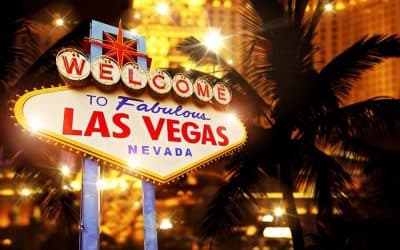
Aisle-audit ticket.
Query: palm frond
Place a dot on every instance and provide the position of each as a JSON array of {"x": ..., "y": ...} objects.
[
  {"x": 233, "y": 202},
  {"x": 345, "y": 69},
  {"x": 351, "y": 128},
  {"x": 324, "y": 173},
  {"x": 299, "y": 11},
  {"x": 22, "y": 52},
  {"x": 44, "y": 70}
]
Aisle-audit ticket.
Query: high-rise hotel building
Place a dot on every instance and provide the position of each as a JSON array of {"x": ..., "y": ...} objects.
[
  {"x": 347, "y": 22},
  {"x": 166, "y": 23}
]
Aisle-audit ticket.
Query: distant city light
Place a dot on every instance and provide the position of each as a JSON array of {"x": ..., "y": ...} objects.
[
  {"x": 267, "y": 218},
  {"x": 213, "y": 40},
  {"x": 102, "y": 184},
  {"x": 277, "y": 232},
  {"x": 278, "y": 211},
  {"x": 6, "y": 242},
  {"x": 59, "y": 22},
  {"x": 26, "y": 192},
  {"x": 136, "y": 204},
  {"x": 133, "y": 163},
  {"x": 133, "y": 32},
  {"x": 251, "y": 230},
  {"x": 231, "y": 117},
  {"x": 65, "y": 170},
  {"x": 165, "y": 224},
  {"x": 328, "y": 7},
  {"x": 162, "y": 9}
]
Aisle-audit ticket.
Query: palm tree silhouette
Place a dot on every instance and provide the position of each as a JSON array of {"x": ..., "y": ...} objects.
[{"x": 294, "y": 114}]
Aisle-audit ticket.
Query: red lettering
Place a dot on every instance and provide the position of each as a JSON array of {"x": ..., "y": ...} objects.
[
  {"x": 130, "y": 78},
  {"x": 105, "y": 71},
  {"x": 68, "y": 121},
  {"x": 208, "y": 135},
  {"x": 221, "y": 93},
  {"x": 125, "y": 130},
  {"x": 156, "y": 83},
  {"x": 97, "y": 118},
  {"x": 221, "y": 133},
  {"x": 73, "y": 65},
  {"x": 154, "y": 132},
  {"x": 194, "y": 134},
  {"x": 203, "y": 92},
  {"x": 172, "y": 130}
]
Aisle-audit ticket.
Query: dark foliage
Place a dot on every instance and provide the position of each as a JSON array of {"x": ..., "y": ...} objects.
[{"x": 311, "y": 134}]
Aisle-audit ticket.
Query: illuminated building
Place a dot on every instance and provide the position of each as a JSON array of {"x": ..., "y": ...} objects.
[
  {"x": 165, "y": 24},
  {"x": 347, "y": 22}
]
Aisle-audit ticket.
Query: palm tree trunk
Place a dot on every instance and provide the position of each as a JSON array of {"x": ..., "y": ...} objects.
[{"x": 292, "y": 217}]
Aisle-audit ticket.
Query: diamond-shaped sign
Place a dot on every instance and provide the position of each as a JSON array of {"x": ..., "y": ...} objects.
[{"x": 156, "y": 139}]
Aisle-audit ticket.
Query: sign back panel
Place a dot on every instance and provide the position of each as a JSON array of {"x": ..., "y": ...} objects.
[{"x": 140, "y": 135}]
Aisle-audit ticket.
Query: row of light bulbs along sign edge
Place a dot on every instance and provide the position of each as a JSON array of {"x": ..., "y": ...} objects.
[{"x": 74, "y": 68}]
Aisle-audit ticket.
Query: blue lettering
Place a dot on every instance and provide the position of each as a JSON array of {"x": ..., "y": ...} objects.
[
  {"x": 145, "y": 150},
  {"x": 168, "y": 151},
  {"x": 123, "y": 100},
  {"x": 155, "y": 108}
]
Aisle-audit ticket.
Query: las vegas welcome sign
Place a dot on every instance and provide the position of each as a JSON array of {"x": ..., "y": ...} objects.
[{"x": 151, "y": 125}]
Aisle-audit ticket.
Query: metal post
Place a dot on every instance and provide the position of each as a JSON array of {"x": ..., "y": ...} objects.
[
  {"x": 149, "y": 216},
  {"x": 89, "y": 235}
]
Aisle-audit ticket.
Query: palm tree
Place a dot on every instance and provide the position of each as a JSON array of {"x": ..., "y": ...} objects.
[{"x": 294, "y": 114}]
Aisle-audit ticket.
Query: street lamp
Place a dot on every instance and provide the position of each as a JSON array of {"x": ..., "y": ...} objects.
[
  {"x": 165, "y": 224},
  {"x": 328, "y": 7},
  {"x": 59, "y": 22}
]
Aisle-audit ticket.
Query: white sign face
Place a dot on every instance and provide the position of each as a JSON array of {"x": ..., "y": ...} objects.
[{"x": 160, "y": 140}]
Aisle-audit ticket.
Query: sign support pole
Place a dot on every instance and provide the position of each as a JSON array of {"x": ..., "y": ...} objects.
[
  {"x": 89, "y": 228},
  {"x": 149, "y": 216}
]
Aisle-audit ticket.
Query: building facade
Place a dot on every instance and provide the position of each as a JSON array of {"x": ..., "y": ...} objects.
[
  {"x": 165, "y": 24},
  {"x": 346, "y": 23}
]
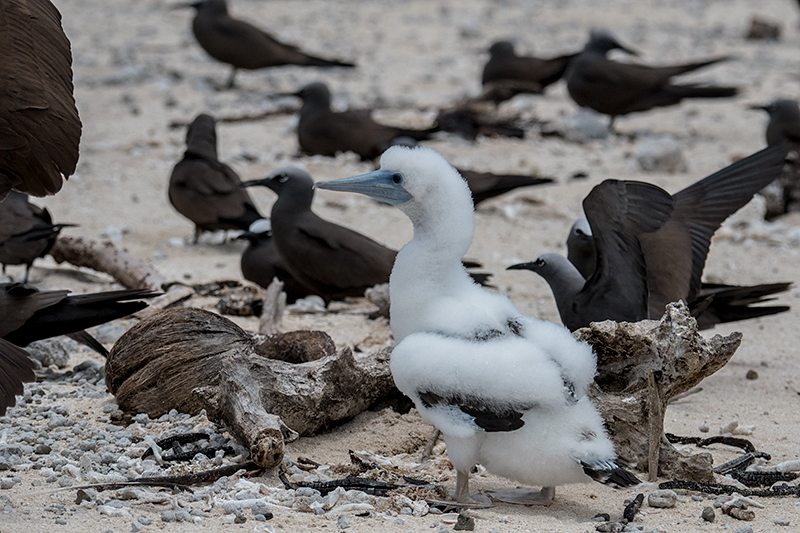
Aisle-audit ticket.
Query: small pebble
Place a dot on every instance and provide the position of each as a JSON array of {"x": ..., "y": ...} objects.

━━━━━━━━━━

TASK TO COMPLETE:
Count the lines of the records that contain the word "palm" and give only the number.

EXERCISE ANSWER:
4